• Source material:
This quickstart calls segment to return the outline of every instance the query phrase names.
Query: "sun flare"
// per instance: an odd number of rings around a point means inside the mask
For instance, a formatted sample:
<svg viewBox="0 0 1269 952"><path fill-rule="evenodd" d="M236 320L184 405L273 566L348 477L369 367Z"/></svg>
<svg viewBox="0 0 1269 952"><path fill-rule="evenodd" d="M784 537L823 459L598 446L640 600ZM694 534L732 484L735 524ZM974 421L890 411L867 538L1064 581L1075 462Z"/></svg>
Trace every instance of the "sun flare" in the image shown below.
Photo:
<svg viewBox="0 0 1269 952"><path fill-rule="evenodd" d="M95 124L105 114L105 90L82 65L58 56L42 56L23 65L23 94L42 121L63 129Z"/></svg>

--

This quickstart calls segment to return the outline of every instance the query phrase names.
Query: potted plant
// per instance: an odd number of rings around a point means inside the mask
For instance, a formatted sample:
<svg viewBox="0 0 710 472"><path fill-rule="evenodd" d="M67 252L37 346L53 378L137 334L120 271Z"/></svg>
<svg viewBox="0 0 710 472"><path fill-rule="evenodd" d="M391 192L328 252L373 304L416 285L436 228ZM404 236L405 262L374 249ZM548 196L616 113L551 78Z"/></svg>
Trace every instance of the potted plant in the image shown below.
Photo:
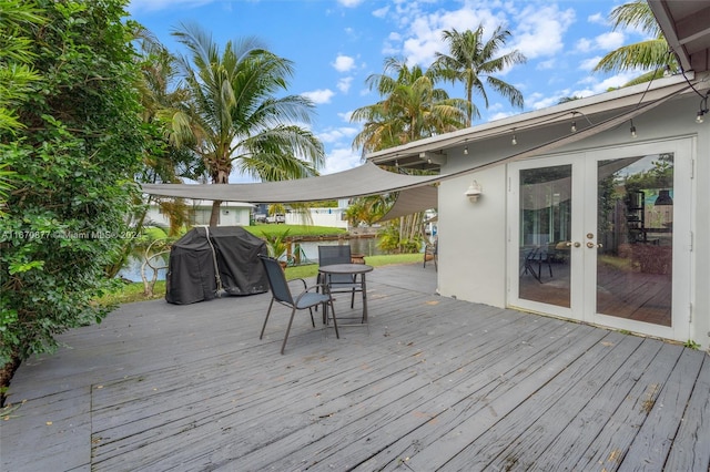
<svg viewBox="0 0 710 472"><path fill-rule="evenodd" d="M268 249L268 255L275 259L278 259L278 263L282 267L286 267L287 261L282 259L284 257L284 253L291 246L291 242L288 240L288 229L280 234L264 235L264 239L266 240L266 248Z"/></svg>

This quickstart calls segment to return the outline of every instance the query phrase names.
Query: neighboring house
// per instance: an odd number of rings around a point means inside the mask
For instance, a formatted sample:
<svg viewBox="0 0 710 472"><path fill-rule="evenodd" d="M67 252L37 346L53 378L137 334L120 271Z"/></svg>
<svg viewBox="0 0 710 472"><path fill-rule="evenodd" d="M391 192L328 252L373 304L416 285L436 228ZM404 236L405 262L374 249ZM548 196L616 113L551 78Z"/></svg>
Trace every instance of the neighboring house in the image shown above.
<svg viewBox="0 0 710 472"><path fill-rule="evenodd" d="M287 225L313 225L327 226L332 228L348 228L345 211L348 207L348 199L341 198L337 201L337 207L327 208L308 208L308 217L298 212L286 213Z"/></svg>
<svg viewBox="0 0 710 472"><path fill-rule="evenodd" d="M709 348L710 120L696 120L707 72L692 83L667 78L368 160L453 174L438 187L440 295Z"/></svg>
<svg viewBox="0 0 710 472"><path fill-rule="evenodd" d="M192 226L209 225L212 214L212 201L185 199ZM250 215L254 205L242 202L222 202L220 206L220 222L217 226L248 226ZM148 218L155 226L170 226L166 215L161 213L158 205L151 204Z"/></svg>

...

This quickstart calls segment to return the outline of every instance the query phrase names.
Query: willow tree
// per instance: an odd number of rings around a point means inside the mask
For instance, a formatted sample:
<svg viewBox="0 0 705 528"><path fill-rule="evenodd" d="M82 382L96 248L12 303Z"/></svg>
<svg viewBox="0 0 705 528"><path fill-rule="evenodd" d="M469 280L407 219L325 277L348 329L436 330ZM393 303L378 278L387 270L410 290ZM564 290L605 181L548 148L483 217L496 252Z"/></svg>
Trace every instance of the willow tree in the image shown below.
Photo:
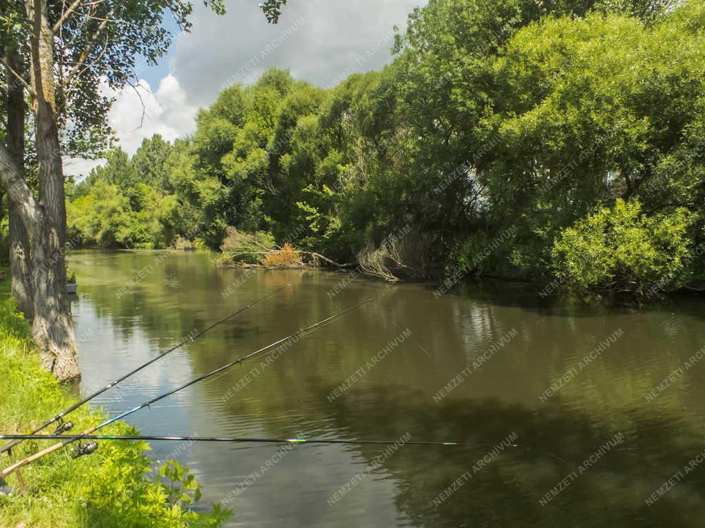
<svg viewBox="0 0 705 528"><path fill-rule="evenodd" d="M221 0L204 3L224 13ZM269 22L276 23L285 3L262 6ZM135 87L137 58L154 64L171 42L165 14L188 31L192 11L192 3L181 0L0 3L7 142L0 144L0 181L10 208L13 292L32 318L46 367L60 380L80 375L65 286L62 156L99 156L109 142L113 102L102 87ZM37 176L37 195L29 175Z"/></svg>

• Aim: Find every line in the records above that contains the string "potted", matching case exactly, and copy each of those lines.

• Output of the exercise:
Query: potted plant
Trace every instance of the potted plant in the image shown below.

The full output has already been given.